Text excerpt
____

Editor's note: This story is part of a series on Chapel Hill-Carrboro City Board of Education candidates. The Daily Tar Heel is not endorsing any CHCCS school board candidates.
Mariela Hernandez, a Carrboro resident running for a seat on the Chapel Hill-Carrboro City Schools Board of Education, said she hopes to bridge gaps between families in underrepresented communities and the district, and to help those families receive the support they need.
Hernandez works for Orange County’s Rapid Re-Housing Program, which aims to quickly return unhoused individuals and families to permanent housing. Before working with the Rapid Re-Housing Program, she previously worked as a family navigator for Orange County’s Family Success Alliance, an organization that aims to help families in poverty gain access to helpful resources.
Hernandez was also involved in the McDougle Middle School PTA when her child attended the school.
“I advocate for community,” she said. “I might not be an educator — I want to hear from educators and understand what their struggle is going through the school system themselves.”
During the peak of the COVID-19 pandemic, Hernandez said she and her fellow PTA members sent out a Google Form questionnaire to the entire school to gauge the needs of students and families.
“We were able to connect families to rental assistance, build assistance [and] materials that the teachers could send out to kids in school,” Hernandez said.
One concern Hernandez has is the attitude of educators toward children — specifically nonwhite children — in regard to post-high school plans.
“We have faculty that tells our kids that either they’re college material or not, and words are big — they can influence a child when they don’t have 100% belief in themselves,” Hernandez said. “I want that to change. I want teachers to be teachers, faculty to be trained to be culturally adequately knowledgeable and not to have assumptions on our children.”

____

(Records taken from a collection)
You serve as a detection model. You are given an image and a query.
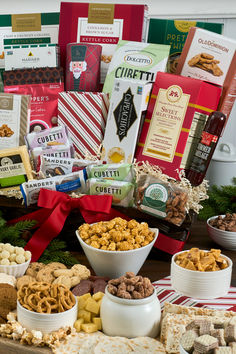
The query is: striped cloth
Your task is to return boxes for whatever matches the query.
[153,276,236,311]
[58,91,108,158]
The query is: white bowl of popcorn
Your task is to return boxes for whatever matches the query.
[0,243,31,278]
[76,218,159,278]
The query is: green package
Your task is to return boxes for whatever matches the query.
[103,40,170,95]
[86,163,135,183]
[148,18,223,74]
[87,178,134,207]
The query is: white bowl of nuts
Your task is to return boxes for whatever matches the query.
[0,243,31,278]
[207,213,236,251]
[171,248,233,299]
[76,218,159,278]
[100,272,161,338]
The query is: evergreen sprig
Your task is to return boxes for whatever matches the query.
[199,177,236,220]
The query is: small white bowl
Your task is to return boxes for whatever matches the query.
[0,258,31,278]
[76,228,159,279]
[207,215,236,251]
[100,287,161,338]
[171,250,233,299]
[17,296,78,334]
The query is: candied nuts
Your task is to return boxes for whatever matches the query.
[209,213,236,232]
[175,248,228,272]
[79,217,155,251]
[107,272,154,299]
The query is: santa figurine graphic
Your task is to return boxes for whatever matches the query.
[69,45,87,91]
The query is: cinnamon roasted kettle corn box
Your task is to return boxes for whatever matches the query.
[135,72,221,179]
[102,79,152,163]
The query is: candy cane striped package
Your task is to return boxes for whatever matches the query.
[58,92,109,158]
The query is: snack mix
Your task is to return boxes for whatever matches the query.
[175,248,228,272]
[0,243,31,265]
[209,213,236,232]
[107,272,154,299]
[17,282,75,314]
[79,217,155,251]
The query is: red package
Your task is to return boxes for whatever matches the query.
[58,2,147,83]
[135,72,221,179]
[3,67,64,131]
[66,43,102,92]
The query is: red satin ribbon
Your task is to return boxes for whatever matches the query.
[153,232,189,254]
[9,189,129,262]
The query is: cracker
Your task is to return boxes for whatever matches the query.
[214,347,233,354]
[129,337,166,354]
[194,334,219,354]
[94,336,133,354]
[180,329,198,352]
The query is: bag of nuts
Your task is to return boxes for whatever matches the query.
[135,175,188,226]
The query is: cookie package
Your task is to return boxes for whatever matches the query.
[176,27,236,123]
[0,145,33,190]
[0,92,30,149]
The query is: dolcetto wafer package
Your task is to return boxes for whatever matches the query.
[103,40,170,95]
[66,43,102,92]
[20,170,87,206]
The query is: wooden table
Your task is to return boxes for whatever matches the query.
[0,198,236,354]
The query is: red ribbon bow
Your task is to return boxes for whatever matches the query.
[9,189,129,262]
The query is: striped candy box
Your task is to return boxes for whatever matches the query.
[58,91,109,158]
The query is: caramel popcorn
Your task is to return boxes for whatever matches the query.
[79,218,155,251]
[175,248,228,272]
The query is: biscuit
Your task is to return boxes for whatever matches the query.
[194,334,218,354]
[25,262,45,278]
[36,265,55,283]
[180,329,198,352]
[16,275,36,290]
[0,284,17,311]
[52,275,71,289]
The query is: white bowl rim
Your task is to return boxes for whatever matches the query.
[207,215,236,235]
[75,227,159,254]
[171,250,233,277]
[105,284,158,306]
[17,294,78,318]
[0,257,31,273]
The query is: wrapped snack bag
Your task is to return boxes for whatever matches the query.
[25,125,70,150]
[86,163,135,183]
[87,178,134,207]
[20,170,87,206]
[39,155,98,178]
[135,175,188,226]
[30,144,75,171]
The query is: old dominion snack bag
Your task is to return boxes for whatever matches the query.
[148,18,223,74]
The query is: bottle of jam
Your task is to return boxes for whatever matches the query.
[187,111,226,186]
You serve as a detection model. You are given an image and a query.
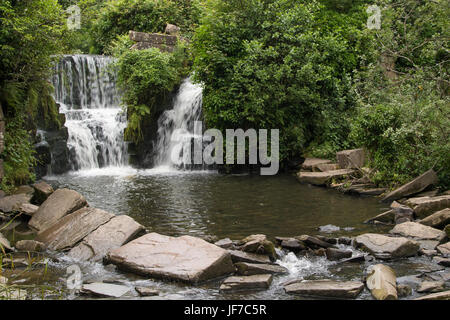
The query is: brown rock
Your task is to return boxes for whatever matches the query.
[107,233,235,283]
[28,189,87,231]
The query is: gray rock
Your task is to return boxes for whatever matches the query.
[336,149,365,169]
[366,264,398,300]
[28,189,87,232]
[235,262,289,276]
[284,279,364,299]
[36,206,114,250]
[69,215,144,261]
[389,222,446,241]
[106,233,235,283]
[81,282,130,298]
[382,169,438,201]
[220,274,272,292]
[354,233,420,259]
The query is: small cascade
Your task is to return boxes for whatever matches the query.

____

Task instructions
Retype the candidate profile word for word, everything from "Hernandez works for" down to "students and families.". Rely only on the candidate profile, not on the listing.

Answer to the problem
Hernandez works for Orange County’s Rapid Re-Housing Program, which aims to quickly return unhoused individuals and families to permanent housing. Before working with the Rapid Re-Housing Program, she previously worked as a family navigator for Orange County’s Family Success Alliance, an organization that aims to help families in poverty gain access to helpful resources.
Hernandez was also involved in the McDougle Middle School PTA when her child attended the school.
“I advocate for community,” she said. “I might not be an educator — I want to hear from educators and understand what their struggle is going through the school system themselves.”
During the peak of the COVID-19 pandemic, Hernandez said she and her fellow PTA members sent out a Google Form questionnaire to the entire school to gauge the needs of students and families.